# Exercise instructions
The answer must reproduce every record exactly, with all pictures omitted.

++++++++++

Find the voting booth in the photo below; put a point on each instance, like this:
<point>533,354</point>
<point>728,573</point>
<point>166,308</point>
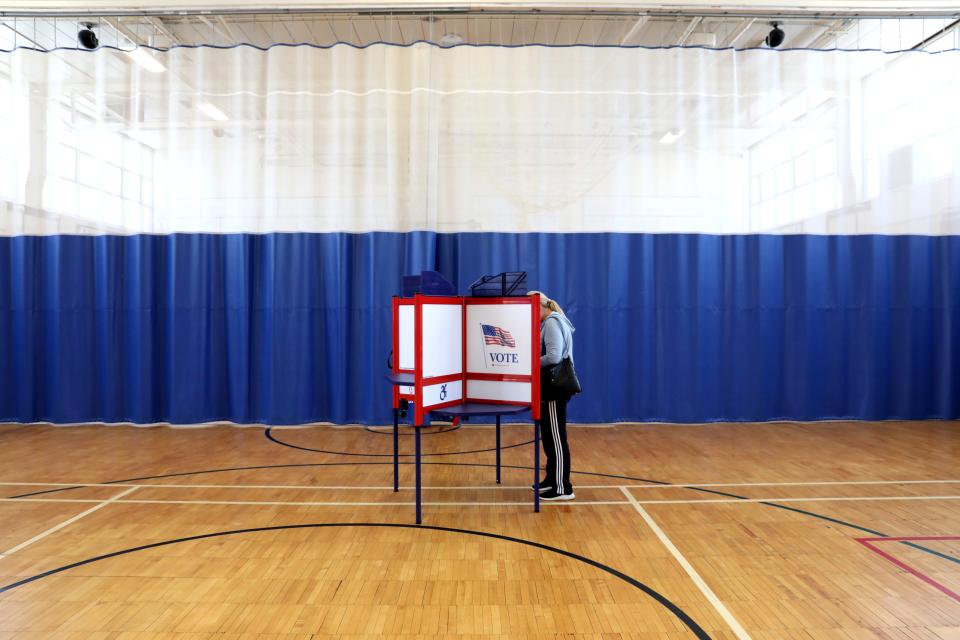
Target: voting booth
<point>460,357</point>
<point>459,350</point>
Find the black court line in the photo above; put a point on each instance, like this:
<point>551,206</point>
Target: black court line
<point>389,431</point>
<point>321,464</point>
<point>674,609</point>
<point>507,466</point>
<point>269,434</point>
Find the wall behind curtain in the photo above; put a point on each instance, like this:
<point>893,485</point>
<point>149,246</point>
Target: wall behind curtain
<point>751,235</point>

++++++++++

# Solution for this exercise
Find the voting booth in the photo below; put a point on each instance, like this:
<point>533,354</point>
<point>728,573</point>
<point>166,308</point>
Target: voting booth
<point>460,357</point>
<point>459,350</point>
Find the black court line in the photo above; put a point on each instance, like this:
<point>551,206</point>
Target: black court line
<point>389,431</point>
<point>321,464</point>
<point>674,609</point>
<point>507,466</point>
<point>269,434</point>
Find the wall behind curtain in the photo above; put a point on each instance, like this:
<point>893,485</point>
<point>149,246</point>
Target: wall behind curtain
<point>751,235</point>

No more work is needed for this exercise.